Start of Extracted entries

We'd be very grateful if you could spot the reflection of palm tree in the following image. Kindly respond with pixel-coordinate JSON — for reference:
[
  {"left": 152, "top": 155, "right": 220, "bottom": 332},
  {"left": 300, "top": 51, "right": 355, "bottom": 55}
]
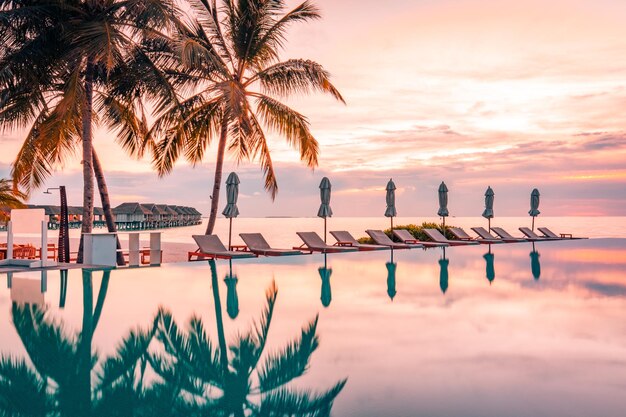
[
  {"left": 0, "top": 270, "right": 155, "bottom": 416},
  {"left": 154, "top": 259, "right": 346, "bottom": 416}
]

End of Extracted entries
Start of Extracted entries

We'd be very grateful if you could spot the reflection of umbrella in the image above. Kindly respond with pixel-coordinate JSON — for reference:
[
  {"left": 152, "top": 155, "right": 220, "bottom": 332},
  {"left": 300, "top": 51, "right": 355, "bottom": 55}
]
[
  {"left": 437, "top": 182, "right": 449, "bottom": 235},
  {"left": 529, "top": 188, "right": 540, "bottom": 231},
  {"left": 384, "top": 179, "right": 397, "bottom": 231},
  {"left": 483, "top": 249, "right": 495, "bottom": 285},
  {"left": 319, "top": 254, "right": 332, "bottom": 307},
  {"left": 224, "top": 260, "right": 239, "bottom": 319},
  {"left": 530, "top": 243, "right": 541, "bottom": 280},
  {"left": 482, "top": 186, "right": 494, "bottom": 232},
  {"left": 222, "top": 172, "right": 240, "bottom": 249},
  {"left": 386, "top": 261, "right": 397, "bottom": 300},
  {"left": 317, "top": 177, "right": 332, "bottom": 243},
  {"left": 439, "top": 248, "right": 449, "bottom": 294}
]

End of Extracted entries

◆ **Your task**
Scan the records for the string "could". Copy each line in which it appears.

◆ **Solution to this problem**
We'd be very grateful if you could spot the reflection of palm tree in the following image. Kindly respond with pixel-coordinate JSON — for reference:
We'd be very grateful if you could spot the reflection of umbrella in the image above. Kindly respond with pixel-coordinate JSON — for reference:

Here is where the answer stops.